++++ Data rows ++++
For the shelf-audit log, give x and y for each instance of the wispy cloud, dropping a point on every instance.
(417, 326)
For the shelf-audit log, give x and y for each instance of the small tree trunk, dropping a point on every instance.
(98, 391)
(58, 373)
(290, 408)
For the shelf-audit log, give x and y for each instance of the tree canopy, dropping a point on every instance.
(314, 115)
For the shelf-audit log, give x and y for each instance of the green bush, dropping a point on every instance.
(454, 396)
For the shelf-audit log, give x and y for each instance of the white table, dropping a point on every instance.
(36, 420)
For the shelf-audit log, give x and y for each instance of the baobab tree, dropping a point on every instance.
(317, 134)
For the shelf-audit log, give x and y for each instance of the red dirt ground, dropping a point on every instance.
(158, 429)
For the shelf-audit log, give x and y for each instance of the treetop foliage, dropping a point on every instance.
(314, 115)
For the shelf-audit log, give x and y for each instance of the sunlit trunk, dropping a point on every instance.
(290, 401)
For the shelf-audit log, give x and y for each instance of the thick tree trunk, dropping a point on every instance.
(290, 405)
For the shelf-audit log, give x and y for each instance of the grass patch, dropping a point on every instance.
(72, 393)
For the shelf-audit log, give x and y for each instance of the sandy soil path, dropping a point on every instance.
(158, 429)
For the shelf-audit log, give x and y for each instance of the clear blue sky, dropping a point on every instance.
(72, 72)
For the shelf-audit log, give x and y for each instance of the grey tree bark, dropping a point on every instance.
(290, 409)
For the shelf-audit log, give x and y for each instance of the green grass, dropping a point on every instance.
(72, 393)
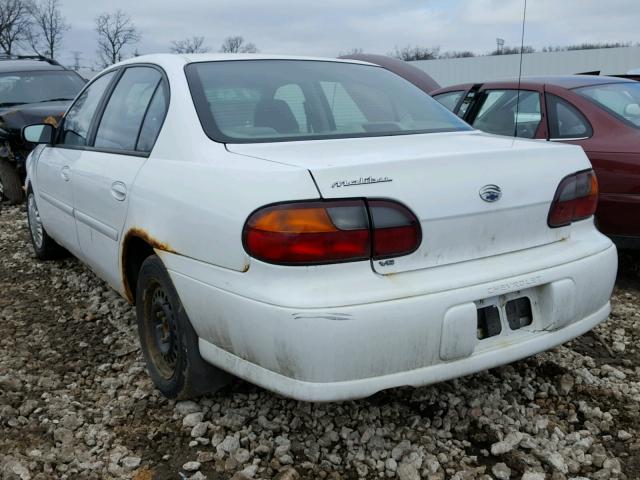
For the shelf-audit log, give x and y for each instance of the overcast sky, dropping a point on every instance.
(329, 27)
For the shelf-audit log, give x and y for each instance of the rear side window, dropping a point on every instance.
(450, 99)
(565, 120)
(622, 100)
(78, 119)
(153, 119)
(498, 113)
(126, 109)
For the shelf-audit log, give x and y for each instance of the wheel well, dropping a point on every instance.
(134, 253)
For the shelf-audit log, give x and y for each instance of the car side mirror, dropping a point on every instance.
(39, 133)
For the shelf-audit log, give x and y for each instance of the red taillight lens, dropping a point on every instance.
(576, 199)
(312, 233)
(396, 230)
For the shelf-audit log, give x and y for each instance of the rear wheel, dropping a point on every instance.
(169, 342)
(10, 182)
(44, 246)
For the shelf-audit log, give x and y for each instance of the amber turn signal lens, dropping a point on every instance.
(332, 231)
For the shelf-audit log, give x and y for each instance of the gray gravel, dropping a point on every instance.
(75, 402)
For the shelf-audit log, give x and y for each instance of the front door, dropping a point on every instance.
(55, 170)
(105, 174)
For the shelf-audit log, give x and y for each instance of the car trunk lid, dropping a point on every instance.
(441, 177)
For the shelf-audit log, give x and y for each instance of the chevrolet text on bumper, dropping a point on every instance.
(365, 241)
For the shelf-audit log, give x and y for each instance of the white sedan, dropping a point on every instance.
(318, 227)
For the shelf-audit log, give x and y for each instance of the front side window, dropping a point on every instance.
(125, 111)
(622, 100)
(498, 113)
(565, 120)
(450, 99)
(286, 100)
(38, 86)
(75, 129)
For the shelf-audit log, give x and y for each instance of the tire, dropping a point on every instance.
(10, 182)
(169, 342)
(44, 246)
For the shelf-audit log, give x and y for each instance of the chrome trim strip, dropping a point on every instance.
(97, 225)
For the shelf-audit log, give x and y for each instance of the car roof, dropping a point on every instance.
(24, 65)
(573, 81)
(161, 58)
(564, 81)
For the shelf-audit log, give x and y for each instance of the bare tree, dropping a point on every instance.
(410, 53)
(48, 27)
(189, 45)
(237, 45)
(458, 54)
(15, 24)
(115, 31)
(507, 50)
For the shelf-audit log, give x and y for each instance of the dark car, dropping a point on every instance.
(32, 90)
(599, 113)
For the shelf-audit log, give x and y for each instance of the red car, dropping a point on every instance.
(601, 114)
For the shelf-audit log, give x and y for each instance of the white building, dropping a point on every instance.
(450, 71)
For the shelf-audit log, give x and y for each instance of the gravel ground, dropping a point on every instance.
(75, 401)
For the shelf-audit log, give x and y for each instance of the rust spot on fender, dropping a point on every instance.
(142, 234)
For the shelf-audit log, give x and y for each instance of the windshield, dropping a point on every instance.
(620, 99)
(280, 100)
(17, 88)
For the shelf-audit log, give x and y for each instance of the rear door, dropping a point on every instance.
(56, 165)
(122, 139)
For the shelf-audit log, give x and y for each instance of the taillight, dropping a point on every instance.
(576, 199)
(317, 232)
(396, 231)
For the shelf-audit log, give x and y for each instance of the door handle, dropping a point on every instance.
(65, 173)
(119, 191)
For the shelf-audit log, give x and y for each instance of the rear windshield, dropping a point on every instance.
(620, 99)
(18, 88)
(279, 100)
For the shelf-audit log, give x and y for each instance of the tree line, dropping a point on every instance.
(410, 53)
(38, 27)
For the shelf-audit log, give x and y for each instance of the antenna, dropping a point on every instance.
(524, 18)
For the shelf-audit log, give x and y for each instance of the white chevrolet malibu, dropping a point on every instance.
(318, 227)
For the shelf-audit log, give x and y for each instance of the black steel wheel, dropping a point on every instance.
(168, 341)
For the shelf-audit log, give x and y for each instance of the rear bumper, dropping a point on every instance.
(303, 342)
(364, 387)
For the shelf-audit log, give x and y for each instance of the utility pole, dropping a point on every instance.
(76, 60)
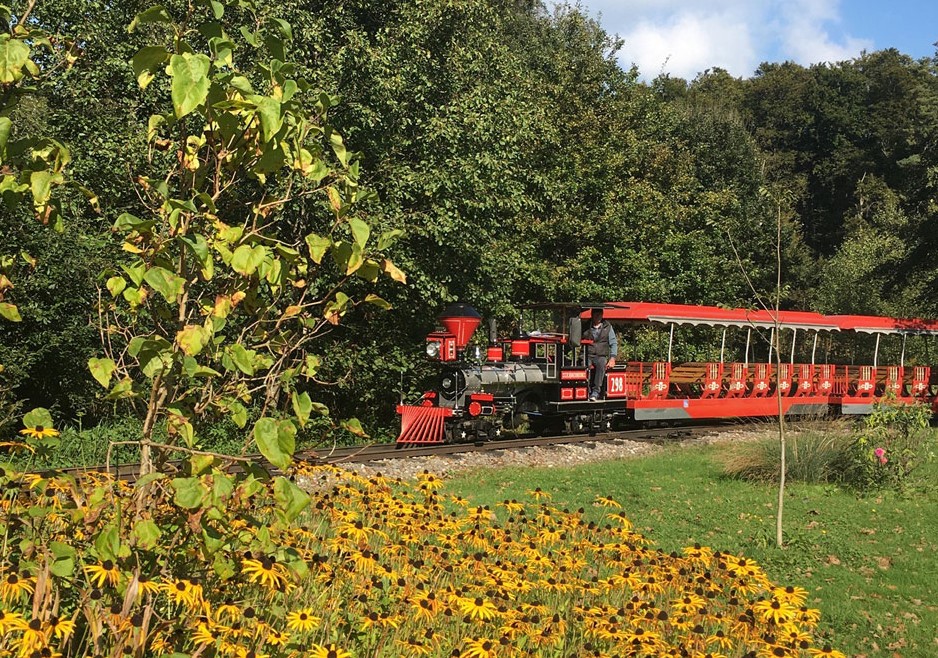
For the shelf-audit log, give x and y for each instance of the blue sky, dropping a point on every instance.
(685, 37)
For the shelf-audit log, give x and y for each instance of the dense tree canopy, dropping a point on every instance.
(521, 163)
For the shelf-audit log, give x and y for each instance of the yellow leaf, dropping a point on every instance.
(334, 199)
(392, 271)
(222, 306)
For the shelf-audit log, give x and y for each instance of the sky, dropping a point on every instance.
(686, 37)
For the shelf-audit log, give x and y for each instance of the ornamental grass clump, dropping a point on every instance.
(212, 564)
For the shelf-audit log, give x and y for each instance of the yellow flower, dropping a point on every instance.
(265, 571)
(13, 585)
(105, 572)
(479, 648)
(331, 651)
(302, 621)
(477, 608)
(61, 628)
(11, 621)
(205, 635)
(775, 610)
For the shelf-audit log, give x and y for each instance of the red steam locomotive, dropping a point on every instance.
(700, 362)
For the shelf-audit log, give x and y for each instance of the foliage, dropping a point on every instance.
(811, 455)
(242, 565)
(894, 442)
(859, 558)
(226, 286)
(32, 167)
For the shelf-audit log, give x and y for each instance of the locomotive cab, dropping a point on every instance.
(475, 398)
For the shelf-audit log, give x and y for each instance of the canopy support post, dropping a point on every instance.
(670, 342)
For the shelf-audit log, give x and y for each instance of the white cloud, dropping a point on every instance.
(689, 43)
(805, 38)
(686, 37)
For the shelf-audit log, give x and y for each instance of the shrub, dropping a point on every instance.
(893, 442)
(810, 455)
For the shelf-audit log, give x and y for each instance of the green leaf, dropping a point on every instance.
(318, 246)
(392, 271)
(284, 28)
(108, 544)
(38, 417)
(6, 127)
(354, 426)
(250, 37)
(125, 223)
(302, 407)
(40, 183)
(63, 564)
(242, 358)
(13, 56)
(101, 370)
(369, 271)
(338, 146)
(146, 61)
(135, 272)
(239, 413)
(349, 257)
(144, 480)
(192, 338)
(268, 109)
(146, 534)
(360, 231)
(165, 282)
(155, 14)
(388, 238)
(190, 81)
(291, 500)
(246, 259)
(10, 312)
(276, 440)
(189, 492)
(115, 285)
(377, 301)
(122, 389)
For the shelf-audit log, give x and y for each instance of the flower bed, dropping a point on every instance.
(213, 564)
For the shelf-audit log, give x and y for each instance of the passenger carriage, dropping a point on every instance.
(536, 377)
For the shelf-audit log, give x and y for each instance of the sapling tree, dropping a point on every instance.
(248, 235)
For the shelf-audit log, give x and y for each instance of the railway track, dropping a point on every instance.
(378, 452)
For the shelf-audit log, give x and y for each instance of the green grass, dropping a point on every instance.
(870, 564)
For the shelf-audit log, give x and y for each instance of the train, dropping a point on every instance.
(736, 363)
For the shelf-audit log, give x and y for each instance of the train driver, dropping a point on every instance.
(602, 353)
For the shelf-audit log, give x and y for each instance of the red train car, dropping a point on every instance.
(736, 363)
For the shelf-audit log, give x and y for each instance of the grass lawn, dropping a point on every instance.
(870, 564)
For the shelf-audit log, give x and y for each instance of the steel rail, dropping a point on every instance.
(379, 452)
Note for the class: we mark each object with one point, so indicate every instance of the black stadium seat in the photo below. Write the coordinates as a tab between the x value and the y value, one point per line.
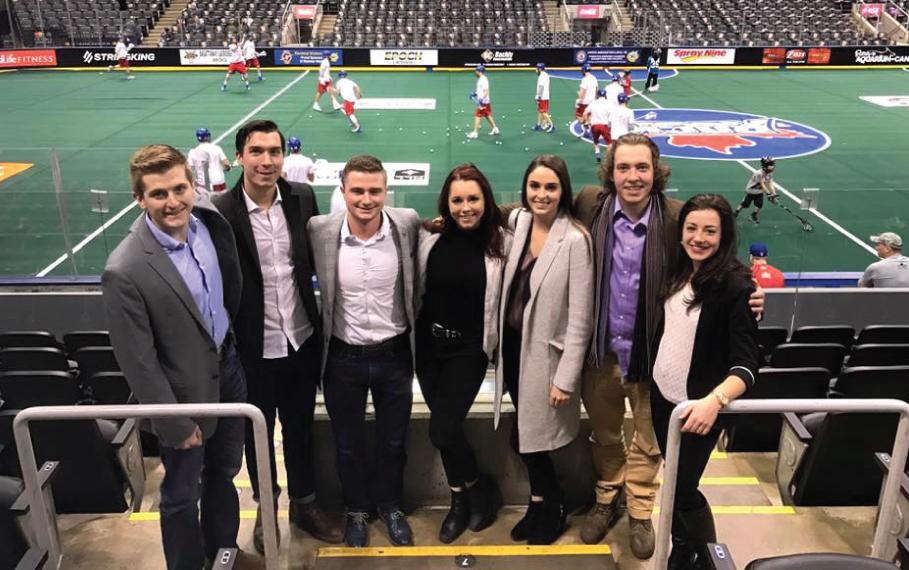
879	355
884	334
798	355
761	432
838	334
33	359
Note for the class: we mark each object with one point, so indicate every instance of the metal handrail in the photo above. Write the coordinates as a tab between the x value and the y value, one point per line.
889	495
43	529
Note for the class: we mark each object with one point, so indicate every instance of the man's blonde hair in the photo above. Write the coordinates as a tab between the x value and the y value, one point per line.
154	159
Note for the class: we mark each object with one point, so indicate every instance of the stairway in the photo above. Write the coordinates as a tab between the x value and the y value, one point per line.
168	20
553	16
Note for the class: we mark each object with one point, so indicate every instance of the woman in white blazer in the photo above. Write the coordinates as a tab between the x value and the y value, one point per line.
460	262
545	324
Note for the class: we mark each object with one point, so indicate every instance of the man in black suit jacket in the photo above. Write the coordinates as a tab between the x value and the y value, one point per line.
278	323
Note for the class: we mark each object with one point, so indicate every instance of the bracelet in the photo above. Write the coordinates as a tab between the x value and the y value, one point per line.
721	398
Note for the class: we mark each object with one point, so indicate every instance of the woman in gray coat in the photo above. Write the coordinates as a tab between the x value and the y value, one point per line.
545	319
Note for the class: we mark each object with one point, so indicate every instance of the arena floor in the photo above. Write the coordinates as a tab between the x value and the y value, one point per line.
852	149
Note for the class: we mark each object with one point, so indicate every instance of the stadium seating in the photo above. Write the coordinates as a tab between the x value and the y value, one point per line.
813	447
217	23
761	432
91	22
443	23
749	22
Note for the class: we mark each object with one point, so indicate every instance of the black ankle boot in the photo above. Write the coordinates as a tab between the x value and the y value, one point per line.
485	500
456	520
550	523
521	531
691	531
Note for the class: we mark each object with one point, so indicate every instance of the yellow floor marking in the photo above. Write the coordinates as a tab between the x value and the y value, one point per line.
490	550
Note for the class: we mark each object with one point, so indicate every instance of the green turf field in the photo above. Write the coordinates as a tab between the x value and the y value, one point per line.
95	122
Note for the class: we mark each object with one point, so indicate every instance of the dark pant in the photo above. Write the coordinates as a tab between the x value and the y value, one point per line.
694	453
387	372
204	473
652	79
287	385
540	469
450	381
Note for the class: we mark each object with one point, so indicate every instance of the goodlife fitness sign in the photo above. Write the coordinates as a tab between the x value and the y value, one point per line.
404	57
704	56
306	12
28	58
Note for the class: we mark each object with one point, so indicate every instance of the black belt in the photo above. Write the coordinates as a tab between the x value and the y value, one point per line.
385	347
226	344
438	331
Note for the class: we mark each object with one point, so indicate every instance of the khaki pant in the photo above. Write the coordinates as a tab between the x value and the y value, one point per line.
635	468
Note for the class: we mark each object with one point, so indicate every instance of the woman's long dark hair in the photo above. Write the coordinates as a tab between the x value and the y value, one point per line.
716	269
492	223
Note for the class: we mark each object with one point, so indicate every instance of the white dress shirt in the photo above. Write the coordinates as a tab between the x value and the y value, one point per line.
285	317
367	308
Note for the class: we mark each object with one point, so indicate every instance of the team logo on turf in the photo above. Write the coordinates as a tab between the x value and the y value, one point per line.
704	134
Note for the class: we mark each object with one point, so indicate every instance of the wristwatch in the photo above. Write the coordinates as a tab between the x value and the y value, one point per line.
722	398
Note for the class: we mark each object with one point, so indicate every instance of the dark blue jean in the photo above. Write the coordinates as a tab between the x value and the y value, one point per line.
205	474
348	379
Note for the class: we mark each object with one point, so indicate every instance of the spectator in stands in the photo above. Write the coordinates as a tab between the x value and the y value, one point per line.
484	103
633	225
766	275
893	268
545	323
170	291
365	265
461	261
278	323
708	353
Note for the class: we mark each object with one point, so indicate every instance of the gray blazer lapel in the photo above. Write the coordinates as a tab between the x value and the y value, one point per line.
163	266
549	254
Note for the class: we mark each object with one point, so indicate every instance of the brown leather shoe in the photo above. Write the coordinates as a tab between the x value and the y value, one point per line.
319	524
598	521
642	537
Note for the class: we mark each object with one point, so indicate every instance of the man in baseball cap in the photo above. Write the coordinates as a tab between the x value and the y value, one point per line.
893	268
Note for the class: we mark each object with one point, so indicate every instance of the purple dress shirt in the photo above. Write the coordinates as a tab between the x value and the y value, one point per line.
624	281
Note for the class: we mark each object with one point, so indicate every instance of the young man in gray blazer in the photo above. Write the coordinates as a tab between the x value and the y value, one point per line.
365	264
278	325
171	289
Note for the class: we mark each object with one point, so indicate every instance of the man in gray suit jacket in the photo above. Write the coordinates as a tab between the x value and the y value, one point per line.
++++
● **Required task**
Write out only what runs from the line holding "of the purple" through the last line of the records, exactly as shown.

● **Answer for the task**
Note for the class: we mark each object with one point, so indicate every instance of the purple dress shirt in the photo above. Write the coordinates as a tab between the x value and the y value, one point per line.
624	281
Note for the class: we mark each object with one point, so indicate every instance of the young man in gray blazer in the photo above. Write the coordinates as a tab between the x value and the y value, one point per line.
365	264
278	325
171	289
Note for the class: we mark each object with one point, so indicate every instance of the man in gray suit jacket in the photo above. Write the coordinates as a tab between the x value and the y value, one point per line.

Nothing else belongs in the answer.